#### Work to do:
Rewrite the listing below, replacing every occurrence of "Reviewer note" with "Annotator note" and leaving everything else unchanged.

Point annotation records

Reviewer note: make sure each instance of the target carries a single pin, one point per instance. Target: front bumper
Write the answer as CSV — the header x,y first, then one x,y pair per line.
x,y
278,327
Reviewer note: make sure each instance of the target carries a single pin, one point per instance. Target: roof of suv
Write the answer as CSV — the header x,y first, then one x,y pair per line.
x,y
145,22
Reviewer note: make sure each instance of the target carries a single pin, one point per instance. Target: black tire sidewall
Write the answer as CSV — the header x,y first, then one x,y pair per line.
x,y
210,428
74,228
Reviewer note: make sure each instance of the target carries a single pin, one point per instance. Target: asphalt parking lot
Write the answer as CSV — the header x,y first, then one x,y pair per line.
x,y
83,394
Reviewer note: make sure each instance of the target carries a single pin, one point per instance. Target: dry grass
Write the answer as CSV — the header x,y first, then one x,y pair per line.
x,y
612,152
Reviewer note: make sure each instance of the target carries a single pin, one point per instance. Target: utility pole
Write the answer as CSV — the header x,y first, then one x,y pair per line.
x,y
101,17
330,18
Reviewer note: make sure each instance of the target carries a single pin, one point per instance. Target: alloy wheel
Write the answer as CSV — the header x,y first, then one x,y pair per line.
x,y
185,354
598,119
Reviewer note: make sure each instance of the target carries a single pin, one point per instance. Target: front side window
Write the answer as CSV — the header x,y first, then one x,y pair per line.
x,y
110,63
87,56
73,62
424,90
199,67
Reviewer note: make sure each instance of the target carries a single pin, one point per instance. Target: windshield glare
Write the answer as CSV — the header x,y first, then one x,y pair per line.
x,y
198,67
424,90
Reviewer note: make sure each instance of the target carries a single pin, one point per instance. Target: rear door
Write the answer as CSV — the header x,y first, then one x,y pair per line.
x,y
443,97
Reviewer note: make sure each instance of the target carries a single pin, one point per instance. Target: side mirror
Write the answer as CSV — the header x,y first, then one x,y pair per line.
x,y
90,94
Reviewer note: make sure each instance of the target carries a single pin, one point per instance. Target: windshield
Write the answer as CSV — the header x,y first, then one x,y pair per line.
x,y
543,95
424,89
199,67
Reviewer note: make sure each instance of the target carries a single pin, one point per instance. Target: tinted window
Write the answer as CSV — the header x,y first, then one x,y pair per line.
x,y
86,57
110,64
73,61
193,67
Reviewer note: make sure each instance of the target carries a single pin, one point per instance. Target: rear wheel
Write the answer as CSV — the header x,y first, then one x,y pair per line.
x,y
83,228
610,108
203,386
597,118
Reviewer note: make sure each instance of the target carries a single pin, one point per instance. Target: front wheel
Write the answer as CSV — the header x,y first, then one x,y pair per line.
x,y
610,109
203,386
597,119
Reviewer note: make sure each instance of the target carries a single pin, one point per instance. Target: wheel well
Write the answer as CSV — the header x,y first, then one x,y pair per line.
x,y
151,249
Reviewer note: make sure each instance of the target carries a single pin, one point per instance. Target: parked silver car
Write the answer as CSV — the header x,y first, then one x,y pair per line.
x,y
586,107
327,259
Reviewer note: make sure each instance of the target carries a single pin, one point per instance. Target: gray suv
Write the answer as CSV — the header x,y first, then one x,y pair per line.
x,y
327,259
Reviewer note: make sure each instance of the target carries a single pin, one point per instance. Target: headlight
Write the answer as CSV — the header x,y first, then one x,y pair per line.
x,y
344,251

#### Solution for this exercise:
Annotator note: make sure each instance of the target carries a single pin, one point per instance. Target: front bumper
Write the answer as CSV — the header x,y first, then one x,y pair per line.
x,y
278,327
Annotator note: make sure each instance of the target carries a single pin, one point per instance. Target: roof of suv
Write the answer as CSV — the header x,y first, then one x,y pair per line.
x,y
145,22
Annotator note: make sure each instance of the target carries a single pin, one point per instance. Target: black tire sidewall
Write the answer as CSV — the header x,y first, then one x,y pair per line.
x,y
210,428
74,228
Annotator note: make sure each instance of the target carries a single pin, one point per instance. Target: asphalt parking lot
Write the answer as CSV — the header x,y first, then one x,y pair per line.
x,y
83,394
Annotator note: make sure each instance of the target carries a single pin, one point per instance. Target: dry grass
Write the answer as CSV — the header x,y first, then one x,y pair per line.
x,y
612,152
Annotator note: make sure each instance of the target carries a single pin, one point per instance. Target: utility pole
Write the answer as CSV — the header x,y first, then one x,y pair per line.
x,y
101,17
330,18
Annotator note: make sure each instance of the target carries a single pin, one point per instance. Target: alloy wheel
Write the answer as CSV — the header x,y first, then one x,y pair per line.
x,y
185,354
598,119
Annotator note: make sure each instance of the target carries a single pin, one point per instance. Target: front side window
Write the answer as CSV — the header x,y first, then one x,y pair per line.
x,y
110,63
87,56
73,62
424,90
199,67
Annotator note: make sure each instance of the target carries a single pin, one point per instance. Target: windshield glare
Write the answer as CSV — the header x,y first, then one x,y pair per line.
x,y
198,67
424,90
Annotator note: make sure each instance of the target carries a single pin, one point per instance. Target: rear door
Write the answer as CSV — the header x,y first, then one x,y pair per line.
x,y
443,97
Annotator note: make sure each instance of the target carries a single pin, one point per instance. Target: side mirror
Write the answer as CSV — the header x,y first, then one x,y pair per line.
x,y
90,94
Annotator note: make sure each instance of the target carries a single pin, one point per instance. Target: windshield
Write the answer as CSV — the header x,y first, then one x,y pair per line.
x,y
543,95
424,89
199,67
Annotator note: make sure each instance of the target carries a single pin, one point per instance. Target: tinted window
Write the answer as CSV — the header x,y first, then one x,y pair per line.
x,y
86,57
110,64
73,61
193,67
Annotator note: make sure each instance of the target carries a single pin, one point per instance. Target: rear wheel
Write the answer as CSV — the header x,y first, then one x,y pair per line.
x,y
83,228
610,108
203,386
597,118
Annotator note: make sure each instance of the target carries a single pin, one point per instance. Target: front wheel
Write the answer as CSV — the header x,y first, then one x,y pair per line.
x,y
610,109
203,386
597,119
Annotator note: make sure each instance of the target carries a single pin, one point per instance. Target: wheel well
Write the answer as CSV — the header x,y first, then one x,y pair per line.
x,y
151,249
Annotator note: make sure each instance of the target carries a single pin, one point per instance. Target: parked silver car
Write the answer as CSV — the header x,y first, then one x,y pair per line.
x,y
586,107
327,259
Annotator note: make sure each instance of the target carries a single pin, one point per instance. Target: gray suv
Write the answer as CSV — the header x,y first, then one x,y pair per line.
x,y
327,259
Annotator note: make sure each instance of the target carries a single pin, one point per instance. Target: headlight
Write the answer as CSV — the header x,y first, then one x,y pair per line.
x,y
344,251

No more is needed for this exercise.